**Exercise instructions**
a) In the SOA reliability report, which organization can use Reliability Certification to accept or reject software deliverables?
b) From the SOA reliability report, extract the passage starting at "In particular it" and ending at "of SOA systems.".

**Page excerpt**
* Begin *

This paper reviews the state of the art in Software Reliability Engineering (SRE), and adapts these methods for use in Service Oriented Architecture (SOA). While some prior work has been done on using SRE for SOA, it is incomplete in terms of whole of development life cycle methodology. We outline how existing complete methodologies would translate to SOA and provide a surprisingly simple way of applying these methods to certify the use of legacy software in SOAs. This paper provides a proof of concept but further work needs to be done to elaborate these methodologies for application in SOA.

Executive Summary

This report looks at how Service Oriented Architecture (SOA) based systems differ from other types of Defence software systems and discusses the important issue of Software Reliability Engineering (SRE) for SOAs

SRE is needed to be able to procure and predictably deliver Defence software systems based on SOA that can be guaranteed to operate successfully (within specifications). This is necessary to ensure they can be relied on in battle.

The report examines the current state of the art in Software Reliability Engineering and shows how aspects of existing work can be applied in the SOA context.

In particular it shows how to use SRE to certify:

  • The core SOA infrastructure,
  • Services composed from other services
  • Applications, and
  • Importantly, how to certify legacy systems for incorporation into SOA applications, SOA systems or systems of SOA systems.

The report provides several recommendations for enabling SRE for SOA in Defence and also shows how Reliability Certification provides a clear and transparent method for acceptance or rejection of software deliverables by the Australian Defence Force.

* End *

**Data section**
* Begin *

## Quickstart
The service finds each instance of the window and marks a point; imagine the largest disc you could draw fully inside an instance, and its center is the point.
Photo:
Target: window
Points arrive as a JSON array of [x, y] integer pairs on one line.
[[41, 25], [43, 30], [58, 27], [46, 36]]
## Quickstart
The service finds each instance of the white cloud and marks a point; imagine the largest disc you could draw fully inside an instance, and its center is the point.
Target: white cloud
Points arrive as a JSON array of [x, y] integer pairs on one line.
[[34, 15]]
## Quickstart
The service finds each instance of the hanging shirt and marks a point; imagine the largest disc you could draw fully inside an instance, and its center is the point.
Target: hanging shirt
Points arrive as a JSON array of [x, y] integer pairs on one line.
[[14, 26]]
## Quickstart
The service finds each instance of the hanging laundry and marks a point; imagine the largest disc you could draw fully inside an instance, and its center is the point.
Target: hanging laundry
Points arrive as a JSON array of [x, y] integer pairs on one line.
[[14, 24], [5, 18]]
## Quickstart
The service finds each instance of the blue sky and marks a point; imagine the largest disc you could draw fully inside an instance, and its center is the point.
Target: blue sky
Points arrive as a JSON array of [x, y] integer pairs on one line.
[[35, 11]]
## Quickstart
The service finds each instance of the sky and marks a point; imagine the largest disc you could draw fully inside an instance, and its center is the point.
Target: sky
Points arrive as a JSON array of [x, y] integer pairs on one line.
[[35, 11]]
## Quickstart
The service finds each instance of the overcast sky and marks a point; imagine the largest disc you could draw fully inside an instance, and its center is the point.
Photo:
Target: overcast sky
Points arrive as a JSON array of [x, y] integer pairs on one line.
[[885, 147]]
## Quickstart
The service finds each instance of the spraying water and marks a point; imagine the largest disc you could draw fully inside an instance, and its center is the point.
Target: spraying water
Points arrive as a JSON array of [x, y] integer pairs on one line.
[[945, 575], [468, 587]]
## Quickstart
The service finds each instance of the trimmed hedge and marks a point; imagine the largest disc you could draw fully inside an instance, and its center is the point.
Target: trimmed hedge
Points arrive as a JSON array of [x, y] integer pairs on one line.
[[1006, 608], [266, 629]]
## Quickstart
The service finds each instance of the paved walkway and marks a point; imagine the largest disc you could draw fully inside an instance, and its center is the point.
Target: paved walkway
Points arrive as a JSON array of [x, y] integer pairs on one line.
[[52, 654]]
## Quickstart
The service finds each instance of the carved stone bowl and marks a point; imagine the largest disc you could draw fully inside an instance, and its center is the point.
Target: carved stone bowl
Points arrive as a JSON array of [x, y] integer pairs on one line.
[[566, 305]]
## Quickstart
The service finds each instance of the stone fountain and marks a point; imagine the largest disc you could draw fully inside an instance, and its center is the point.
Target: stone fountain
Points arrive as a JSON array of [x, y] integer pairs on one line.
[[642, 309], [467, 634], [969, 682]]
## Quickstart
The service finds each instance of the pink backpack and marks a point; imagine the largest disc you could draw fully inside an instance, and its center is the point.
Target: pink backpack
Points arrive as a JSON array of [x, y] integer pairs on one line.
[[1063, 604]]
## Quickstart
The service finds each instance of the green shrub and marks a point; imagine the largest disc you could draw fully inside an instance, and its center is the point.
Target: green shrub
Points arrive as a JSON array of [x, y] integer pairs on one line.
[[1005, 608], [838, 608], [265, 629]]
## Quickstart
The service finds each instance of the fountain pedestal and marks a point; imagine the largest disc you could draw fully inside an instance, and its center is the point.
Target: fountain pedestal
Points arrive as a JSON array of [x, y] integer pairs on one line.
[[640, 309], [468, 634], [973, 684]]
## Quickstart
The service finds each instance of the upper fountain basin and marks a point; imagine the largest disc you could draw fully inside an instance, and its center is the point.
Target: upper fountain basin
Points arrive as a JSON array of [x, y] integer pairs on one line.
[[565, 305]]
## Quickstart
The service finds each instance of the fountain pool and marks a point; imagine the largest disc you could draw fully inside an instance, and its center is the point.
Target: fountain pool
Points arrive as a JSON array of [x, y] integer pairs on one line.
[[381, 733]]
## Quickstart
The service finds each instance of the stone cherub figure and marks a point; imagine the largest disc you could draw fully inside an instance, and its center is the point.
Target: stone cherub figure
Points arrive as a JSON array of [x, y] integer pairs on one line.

* End *

**Results of the exercise**
a) The Australian Defence Force.

b)
In particular it shows how to use SRE to certify:

  • The core SOA infrastructure,
  • Services composed from other services
  • Applications, and
  • Importantly, how to certify legacy systems for incorporation into SOA applications, SOA systems or systems of SOA systems.